Fast from... oils and fats - butter, any type of oil, low-fat spread, margarine, lard etc. Fat that is integral to a food such as in lean meat, eggs or nuts is allowed (within reason) but nothing that you would categorise as a particularly high fat food such as bacon or roast chicken skin.

Fast from... dairy products - butter, yoghurt, milk, cheese, cream etc

Fast from...  anything that has been imported from abroad. Here in the UK that means eliminating virtually all spices, coffee, Indian or China tea, most beans and pulses including soya, most oils, fruit and vegetables grown abroad, rice, chocolate, cane sugar, many cheeses, some meat and quite a lot of fish. Any UK grown, reared or produced foods are fine, whether or not they've been processed, so it's a question of checking labels for country of origin to see what's permitted. Annoyingly, quite a lot of foods are labelled 'packed in the UK' which is not good enough. To be allowed, the item (and / or its ingredients) must actually have been produced in the UK. 

Fast from... anything out of season. I had some difficulty thinking of a suitable image to denote 'in season' and decided on the cherries as British cherries are so seasonal - only available for a short window in the summer. What is allowed under this heading will depend a bit on where you live. In the UK it means primarily eating seasonal root and green vegetables, dried beans and pulses, dried fruit supplemented by some fresh fruit, nuts, fish (including shellfish), meat and game, mature cheese, grains and cereals and avoiding anything whose natural eating season is say, July, such as summer fruits and salads. In the past, eggs and dairy products were less plentiful during the winter so I shall try not to major too much on these.

EXERCISE SET:
**a.** Say whether each statement agrees with the passage on food fasts, answering yes or no and quoting the deciding words. (i) Under the fast from imported food, items labelled 'packed in the UK' are allowed. (ii) British cherries are available only for a short window in the summer. (iii) Under the fast from oils and fats, fat that is part of lean meat, eggs or nuts is allowed.
**b.** Duplicate the passage on food fasts from "Fast from... oils" to "roast chicken skin.".
**c.** According to the passage on food fasts, what should be checked on labels to see which foods are permitted under the fast from imported food?

EXCERPTED DATA:
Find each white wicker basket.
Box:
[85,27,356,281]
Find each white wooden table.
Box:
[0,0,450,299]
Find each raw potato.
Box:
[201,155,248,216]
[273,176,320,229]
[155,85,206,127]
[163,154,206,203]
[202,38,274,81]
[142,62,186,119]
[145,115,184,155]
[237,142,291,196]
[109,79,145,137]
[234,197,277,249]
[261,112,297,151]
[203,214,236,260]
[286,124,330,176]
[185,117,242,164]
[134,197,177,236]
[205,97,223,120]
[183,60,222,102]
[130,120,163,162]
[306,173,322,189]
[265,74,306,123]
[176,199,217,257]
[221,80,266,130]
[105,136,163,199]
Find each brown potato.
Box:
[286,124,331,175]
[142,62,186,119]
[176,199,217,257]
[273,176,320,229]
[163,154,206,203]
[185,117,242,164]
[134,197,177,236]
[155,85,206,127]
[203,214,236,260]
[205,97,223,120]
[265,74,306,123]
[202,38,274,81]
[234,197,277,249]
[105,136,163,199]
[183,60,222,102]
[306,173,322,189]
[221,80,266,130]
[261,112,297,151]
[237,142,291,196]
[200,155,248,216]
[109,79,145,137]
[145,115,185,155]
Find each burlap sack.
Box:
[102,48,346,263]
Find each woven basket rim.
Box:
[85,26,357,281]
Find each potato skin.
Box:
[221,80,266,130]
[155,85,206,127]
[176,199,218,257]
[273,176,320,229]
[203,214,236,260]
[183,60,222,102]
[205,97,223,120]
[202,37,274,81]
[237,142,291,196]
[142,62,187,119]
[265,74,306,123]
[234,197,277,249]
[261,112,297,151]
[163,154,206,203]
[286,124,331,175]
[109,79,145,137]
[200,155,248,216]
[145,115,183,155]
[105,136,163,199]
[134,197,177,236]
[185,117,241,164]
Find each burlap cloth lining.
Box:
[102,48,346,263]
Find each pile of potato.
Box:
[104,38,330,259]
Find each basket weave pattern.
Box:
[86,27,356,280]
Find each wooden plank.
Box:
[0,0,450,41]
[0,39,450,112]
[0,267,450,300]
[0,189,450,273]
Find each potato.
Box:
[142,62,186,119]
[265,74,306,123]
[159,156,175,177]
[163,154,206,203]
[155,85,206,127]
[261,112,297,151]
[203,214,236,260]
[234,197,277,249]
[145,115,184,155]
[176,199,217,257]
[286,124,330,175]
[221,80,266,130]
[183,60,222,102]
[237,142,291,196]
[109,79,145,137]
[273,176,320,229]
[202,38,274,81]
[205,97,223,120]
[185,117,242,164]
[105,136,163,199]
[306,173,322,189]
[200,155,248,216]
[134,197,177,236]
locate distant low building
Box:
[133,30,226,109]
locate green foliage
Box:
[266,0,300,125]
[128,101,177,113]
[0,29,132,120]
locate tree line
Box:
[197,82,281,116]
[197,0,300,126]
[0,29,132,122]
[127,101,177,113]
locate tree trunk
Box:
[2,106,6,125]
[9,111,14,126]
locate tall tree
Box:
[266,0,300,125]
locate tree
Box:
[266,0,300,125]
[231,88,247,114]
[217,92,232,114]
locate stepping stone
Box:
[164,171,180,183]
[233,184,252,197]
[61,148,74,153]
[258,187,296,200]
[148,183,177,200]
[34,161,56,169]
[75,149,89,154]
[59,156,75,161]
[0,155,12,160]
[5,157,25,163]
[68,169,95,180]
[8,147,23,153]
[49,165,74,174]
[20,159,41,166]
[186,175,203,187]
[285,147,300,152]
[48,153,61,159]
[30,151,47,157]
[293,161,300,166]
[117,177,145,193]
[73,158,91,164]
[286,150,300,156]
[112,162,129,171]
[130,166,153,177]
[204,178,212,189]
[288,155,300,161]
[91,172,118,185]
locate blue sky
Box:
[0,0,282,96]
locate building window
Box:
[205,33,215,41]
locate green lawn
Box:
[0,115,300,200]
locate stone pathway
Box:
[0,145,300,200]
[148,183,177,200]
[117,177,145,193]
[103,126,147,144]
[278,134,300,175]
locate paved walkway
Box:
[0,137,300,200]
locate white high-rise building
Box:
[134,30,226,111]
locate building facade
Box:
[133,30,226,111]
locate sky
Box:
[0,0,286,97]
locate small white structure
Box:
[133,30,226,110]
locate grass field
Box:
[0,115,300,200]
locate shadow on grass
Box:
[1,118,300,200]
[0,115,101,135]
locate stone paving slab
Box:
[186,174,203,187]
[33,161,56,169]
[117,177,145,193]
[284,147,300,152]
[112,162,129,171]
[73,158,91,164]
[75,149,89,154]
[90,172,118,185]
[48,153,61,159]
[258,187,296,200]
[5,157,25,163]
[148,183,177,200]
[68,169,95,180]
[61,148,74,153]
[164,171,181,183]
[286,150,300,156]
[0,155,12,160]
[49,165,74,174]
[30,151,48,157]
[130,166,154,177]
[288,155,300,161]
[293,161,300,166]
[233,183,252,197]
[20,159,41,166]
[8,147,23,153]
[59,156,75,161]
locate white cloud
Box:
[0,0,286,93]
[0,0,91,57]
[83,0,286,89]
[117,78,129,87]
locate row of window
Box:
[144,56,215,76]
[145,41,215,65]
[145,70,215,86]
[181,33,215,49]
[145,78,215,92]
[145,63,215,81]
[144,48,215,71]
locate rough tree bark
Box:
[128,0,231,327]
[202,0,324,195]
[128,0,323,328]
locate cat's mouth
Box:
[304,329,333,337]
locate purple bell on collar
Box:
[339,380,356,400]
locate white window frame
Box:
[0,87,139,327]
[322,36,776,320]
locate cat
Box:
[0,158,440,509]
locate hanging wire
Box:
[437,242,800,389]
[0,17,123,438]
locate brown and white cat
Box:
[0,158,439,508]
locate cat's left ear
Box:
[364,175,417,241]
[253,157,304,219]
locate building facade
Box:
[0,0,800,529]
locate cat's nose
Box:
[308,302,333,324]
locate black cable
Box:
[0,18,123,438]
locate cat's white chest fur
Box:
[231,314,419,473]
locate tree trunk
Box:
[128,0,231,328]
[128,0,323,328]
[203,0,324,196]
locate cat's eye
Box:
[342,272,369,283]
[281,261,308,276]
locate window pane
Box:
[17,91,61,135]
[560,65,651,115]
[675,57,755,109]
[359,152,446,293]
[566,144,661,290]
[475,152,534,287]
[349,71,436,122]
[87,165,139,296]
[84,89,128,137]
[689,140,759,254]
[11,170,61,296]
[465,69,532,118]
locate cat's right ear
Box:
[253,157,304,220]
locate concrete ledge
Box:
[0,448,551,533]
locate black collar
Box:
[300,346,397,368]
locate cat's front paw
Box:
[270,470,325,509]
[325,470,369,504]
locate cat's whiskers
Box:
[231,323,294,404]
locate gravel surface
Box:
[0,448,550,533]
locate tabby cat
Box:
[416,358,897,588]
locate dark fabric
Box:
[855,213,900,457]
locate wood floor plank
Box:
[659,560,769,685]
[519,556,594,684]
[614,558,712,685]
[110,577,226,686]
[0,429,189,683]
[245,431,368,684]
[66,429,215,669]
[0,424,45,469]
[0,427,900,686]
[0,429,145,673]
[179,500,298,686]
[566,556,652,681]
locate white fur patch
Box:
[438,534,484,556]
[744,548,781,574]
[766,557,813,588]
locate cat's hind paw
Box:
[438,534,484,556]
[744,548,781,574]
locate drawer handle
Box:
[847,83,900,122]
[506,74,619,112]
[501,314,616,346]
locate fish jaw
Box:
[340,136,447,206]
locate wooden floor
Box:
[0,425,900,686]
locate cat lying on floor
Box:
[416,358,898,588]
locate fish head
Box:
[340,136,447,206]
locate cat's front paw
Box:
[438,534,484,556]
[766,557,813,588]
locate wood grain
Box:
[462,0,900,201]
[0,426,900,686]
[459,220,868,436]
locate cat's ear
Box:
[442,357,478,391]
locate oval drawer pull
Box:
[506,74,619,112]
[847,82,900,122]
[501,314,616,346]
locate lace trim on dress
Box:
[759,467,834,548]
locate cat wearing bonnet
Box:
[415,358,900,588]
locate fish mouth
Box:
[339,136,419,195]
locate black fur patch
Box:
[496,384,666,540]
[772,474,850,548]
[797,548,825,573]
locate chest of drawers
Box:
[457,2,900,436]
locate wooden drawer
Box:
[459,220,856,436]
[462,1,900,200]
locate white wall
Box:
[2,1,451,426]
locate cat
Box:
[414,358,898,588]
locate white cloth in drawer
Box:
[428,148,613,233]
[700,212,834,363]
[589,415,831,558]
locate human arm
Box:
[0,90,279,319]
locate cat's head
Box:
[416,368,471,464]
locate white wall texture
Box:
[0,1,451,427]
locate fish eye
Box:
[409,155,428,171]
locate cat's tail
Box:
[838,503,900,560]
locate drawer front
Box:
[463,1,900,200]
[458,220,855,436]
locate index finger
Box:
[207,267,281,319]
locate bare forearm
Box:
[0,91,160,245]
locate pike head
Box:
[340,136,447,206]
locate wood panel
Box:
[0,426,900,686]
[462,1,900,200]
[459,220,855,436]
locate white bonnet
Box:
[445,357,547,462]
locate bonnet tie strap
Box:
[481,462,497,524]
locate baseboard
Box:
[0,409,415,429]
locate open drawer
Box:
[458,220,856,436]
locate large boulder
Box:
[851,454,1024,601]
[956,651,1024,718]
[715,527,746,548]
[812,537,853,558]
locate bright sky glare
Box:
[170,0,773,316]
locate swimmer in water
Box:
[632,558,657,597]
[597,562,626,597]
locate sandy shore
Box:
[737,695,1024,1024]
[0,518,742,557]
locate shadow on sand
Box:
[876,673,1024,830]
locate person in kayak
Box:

PROBLEM SOLUTIONS:
**a.**
(i) No: "Annoyingly, quite a lot of foods are labelled 'packed in the UK' which is not good enough."
(ii) Yes: "British cherries are so seasonal - only available for a short window in the summer."
(iii) Yes: "Fat that is integral to a food such as in lean meat, eggs or nuts is allowed (within reason)"

**b.**
Fast from... oils and fats - butter, any type of oil, low-fat spread, margarine, lard etc. Fat that is integral to a food such as in lean meat, eggs or nuts is allowed (within reason) but nothing that you would categorise as a particularly high fat food such as bacon or roast chicken skin.

**c.** Labels should be checked for the country of origin.